● RECORDS SUPPLIED:
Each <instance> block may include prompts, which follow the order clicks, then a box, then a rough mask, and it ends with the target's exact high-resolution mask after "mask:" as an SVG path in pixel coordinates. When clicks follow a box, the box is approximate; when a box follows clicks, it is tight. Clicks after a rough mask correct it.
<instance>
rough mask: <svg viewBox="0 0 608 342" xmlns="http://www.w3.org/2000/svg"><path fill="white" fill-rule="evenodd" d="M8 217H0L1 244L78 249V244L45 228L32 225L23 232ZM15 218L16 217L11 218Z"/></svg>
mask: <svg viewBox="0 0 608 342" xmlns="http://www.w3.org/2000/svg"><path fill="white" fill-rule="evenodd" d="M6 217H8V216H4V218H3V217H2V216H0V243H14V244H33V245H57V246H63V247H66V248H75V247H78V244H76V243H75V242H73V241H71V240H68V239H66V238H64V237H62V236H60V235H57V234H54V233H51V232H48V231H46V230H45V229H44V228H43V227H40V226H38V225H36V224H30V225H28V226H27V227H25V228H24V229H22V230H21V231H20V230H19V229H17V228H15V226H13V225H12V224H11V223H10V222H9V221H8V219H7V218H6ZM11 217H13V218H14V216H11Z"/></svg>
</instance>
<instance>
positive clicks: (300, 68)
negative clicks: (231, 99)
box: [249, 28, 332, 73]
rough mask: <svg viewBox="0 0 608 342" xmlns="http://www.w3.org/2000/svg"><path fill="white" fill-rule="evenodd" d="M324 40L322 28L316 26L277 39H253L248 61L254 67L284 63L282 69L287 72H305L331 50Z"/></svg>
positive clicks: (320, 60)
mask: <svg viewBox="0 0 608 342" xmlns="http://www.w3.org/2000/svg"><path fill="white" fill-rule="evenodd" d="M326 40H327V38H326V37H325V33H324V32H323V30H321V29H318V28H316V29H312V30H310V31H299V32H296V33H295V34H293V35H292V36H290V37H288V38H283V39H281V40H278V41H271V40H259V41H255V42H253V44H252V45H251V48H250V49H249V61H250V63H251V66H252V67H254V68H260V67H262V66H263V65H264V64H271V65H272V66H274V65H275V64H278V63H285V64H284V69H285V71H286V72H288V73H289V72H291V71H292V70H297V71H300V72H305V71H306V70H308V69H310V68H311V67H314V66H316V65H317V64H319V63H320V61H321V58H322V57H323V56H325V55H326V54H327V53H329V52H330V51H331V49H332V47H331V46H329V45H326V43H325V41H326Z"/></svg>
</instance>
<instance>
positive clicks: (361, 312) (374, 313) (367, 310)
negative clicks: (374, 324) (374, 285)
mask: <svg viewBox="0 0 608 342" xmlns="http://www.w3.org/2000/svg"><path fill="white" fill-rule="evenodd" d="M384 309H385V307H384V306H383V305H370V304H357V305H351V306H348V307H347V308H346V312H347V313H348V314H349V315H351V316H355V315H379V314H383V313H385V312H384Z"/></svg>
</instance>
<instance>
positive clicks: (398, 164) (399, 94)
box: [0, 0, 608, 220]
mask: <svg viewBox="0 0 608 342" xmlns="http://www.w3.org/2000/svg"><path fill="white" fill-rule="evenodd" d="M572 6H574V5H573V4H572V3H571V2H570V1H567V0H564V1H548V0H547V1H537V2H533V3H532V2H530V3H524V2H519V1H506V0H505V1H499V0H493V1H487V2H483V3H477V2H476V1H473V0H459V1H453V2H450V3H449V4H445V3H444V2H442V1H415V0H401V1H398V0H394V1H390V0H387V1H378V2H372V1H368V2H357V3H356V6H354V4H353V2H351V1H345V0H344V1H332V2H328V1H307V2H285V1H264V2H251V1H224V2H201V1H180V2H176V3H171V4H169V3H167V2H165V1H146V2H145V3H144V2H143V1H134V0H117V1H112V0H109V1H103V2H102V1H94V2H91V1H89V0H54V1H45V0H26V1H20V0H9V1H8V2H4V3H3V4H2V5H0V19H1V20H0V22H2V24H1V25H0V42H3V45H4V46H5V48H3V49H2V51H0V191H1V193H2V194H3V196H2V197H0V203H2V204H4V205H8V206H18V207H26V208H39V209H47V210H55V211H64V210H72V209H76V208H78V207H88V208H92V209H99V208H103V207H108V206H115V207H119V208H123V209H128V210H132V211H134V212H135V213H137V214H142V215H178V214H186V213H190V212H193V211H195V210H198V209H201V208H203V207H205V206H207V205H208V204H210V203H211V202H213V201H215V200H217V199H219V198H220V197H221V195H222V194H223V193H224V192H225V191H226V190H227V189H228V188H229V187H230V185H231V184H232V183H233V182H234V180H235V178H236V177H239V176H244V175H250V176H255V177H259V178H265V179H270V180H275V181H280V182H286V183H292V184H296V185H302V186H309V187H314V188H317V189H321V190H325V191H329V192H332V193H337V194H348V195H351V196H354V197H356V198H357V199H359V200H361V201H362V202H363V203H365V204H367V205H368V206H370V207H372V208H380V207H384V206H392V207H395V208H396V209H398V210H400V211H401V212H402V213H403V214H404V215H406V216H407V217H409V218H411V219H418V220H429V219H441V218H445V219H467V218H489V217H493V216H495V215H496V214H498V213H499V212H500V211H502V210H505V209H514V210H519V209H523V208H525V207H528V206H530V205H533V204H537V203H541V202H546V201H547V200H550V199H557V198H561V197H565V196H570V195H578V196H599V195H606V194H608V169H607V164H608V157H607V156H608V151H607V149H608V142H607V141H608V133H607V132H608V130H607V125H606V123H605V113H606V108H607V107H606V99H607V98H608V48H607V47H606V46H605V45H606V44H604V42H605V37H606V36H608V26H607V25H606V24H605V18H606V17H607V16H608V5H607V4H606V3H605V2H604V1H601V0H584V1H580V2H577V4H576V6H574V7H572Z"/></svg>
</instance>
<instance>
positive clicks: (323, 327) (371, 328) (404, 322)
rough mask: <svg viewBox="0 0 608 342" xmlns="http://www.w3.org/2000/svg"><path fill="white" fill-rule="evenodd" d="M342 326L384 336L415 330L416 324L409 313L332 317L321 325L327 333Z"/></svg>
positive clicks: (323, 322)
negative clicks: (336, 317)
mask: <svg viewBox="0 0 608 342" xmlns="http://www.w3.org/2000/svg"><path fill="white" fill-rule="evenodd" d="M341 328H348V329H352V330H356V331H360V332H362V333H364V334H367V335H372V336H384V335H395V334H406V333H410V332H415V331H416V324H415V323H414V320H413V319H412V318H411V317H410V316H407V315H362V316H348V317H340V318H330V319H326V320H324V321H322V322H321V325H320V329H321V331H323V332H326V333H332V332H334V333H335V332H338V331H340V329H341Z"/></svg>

● PROBLEM DESCRIPTION:
Reproduce the material exactly, with every line intact.

● RESPONSE TO THIS TASK:
Each <instance> block may include prompts, which follow the order clicks, then a box, then a rough mask, and it ends with the target's exact high-resolution mask after "mask:" as an SVG path in pixel coordinates. When clicks follow a box, the box is approximate; when a box follows clicks, it is tight. Clicks after a rough mask correct it.
<instance>
rough mask: <svg viewBox="0 0 608 342" xmlns="http://www.w3.org/2000/svg"><path fill="white" fill-rule="evenodd" d="M8 217H0L1 244L78 249V244L45 228L32 225L23 232ZM15 218L16 217L11 218Z"/></svg>
mask: <svg viewBox="0 0 608 342" xmlns="http://www.w3.org/2000/svg"><path fill="white" fill-rule="evenodd" d="M6 217H8V216H4V218H3V217H2V216H0V243H14V244H33V245H57V246H63V247H66V248H75V247H78V244H76V243H75V242H73V241H71V240H68V239H66V238H64V237H62V236H60V235H57V234H54V233H51V232H48V231H46V230H45V229H44V228H43V227H40V226H38V225H36V224H30V225H28V226H27V227H25V228H24V229H22V230H21V231H20V230H19V229H17V228H15V226H13V225H12V224H11V223H10V222H9V221H8V219H7V218H6ZM11 217H13V218H14V216H11Z"/></svg>
</instance>
<instance>
positive clicks: (300, 68)
negative clicks: (231, 99)
box: [249, 28, 332, 73]
rough mask: <svg viewBox="0 0 608 342" xmlns="http://www.w3.org/2000/svg"><path fill="white" fill-rule="evenodd" d="M324 40L322 28L316 26L277 39H253L248 61L254 67L284 63L282 69L287 72H305L331 50Z"/></svg>
positive clicks: (320, 60)
mask: <svg viewBox="0 0 608 342" xmlns="http://www.w3.org/2000/svg"><path fill="white" fill-rule="evenodd" d="M326 40H327V38H326V37H325V33H324V32H323V30H321V29H318V28H316V29H312V30H310V31H299V32H296V33H295V34H293V35H292V36H290V37H288V38H283V39H281V40H278V41H271V40H259V41H255V42H253V44H252V45H251V48H250V49H249V61H250V63H251V66H252V67H254V68H260V67H262V66H263V65H264V64H271V65H272V66H274V65H275V64H278V63H285V64H284V69H285V71H286V72H288V73H289V72H291V71H292V70H297V71H300V72H305V71H306V70H308V69H310V68H311V67H314V66H316V65H317V64H319V63H320V61H321V58H322V57H323V56H325V55H326V54H327V53H329V52H330V51H331V49H332V47H331V46H329V45H326V43H325V41H326Z"/></svg>
</instance>
<instance>
positive clicks: (361, 312) (374, 313) (367, 310)
negative clicks: (374, 324) (374, 285)
mask: <svg viewBox="0 0 608 342" xmlns="http://www.w3.org/2000/svg"><path fill="white" fill-rule="evenodd" d="M384 309H385V307H384V306H383V305H370V304H357V305H351V306H348V307H347V308H346V312H347V313H348V314H349V315H351V316H355V315H379V314H383V313H385V312H384Z"/></svg>
</instance>
<instance>
positive clicks: (398, 164) (399, 94)
box: [0, 0, 608, 220]
mask: <svg viewBox="0 0 608 342" xmlns="http://www.w3.org/2000/svg"><path fill="white" fill-rule="evenodd" d="M572 6H574V5H573V4H572V3H571V2H570V1H567V0H564V1H548V0H547V1H537V2H533V3H532V2H530V3H524V2H519V1H506V0H505V1H499V0H493V1H487V2H483V3H477V2H476V1H473V0H459V1H453V2H450V3H449V4H445V3H444V2H442V1H415V0H401V1H398V0H394V1H390V0H387V1H378V2H372V1H368V2H357V3H356V6H354V4H353V2H351V1H345V0H344V1H332V2H328V1H307V2H285V1H264V2H251V1H224V2H201V1H180V2H176V3H171V4H169V3H167V2H165V1H146V2H145V3H144V2H143V1H134V0H117V1H112V0H109V1H103V2H102V1H94V2H91V1H89V0H54V1H45V0H26V1H20V0H9V1H8V2H4V3H3V4H2V5H0V19H1V20H0V22H2V24H1V25H0V42H3V45H4V46H5V48H3V49H2V51H0V191H1V193H2V194H3V196H2V197H0V203H2V204H4V205H8V206H18V207H26V208H39V209H47V210H55V211H64V210H72V209H76V208H78V207H88V208H92V209H99V208H103V207H108V206H115V207H119V208H123V209H128V210H132V211H134V212H135V213H137V214H142V215H178V214H186V213H190V212H193V211H195V210H198V209H201V208H203V207H205V206H207V205H208V204H210V203H211V202H213V201H215V200H217V199H219V198H220V197H221V195H222V194H223V193H224V192H225V191H226V190H227V189H228V188H229V187H230V185H231V184H232V183H233V182H234V180H235V178H236V177H239V176H244V175H250V176H255V177H259V178H265V179H270V180H275V181H280V182H286V183H292V184H296V185H302V186H309V187H314V188H317V189H321V190H325V191H329V192H332V193H337V194H348V195H351V196H354V197H356V198H357V199H359V200H361V201H362V202H363V203H365V204H367V205H368V206H370V207H372V208H380V207H384V206H392V207H395V208H396V209H398V210H400V211H401V212H402V213H403V214H404V215H406V216H407V217H409V218H411V219H418V220H429V219H441V218H445V219H467V218H489V217H493V216H495V215H496V214H498V213H499V212H500V211H502V210H505V209H514V210H519V209H523V208H525V207H528V206H530V205H533V204H537V203H541V202H546V201H547V200H550V199H557V198H561V197H565V196H570V195H578V196H599V195H606V194H608V169H607V164H608V157H607V156H608V151H607V149H608V142H607V141H608V133H607V132H608V130H607V125H606V123H605V113H606V108H607V107H606V99H607V98H608V48H607V47H606V46H605V45H606V44H604V42H605V37H606V36H608V26H607V25H606V24H605V18H606V17H607V16H608V5H607V4H606V3H605V2H604V1H601V0H584V1H580V2H577V4H576V6H574V7H572Z"/></svg>
</instance>
<instance>
positive clicks: (323, 327) (371, 328) (404, 322)
rough mask: <svg viewBox="0 0 608 342" xmlns="http://www.w3.org/2000/svg"><path fill="white" fill-rule="evenodd" d="M342 326L384 336L415 330L416 324L409 313L332 317L321 325L327 333Z"/></svg>
positive clicks: (323, 322)
negative clicks: (336, 317)
mask: <svg viewBox="0 0 608 342" xmlns="http://www.w3.org/2000/svg"><path fill="white" fill-rule="evenodd" d="M341 328H348V329H352V330H356V331H360V332H362V333H364V334H367V335H372V336H384V335H395V334H406V333H410V332H415V331H416V324H415V323H414V320H413V319H412V318H411V317H410V316H407V315H362V316H348V317H340V318H330V319H326V320H324V321H322V322H321V325H320V329H321V331H323V332H326V333H332V332H334V333H335V332H338V331H340V329H341Z"/></svg>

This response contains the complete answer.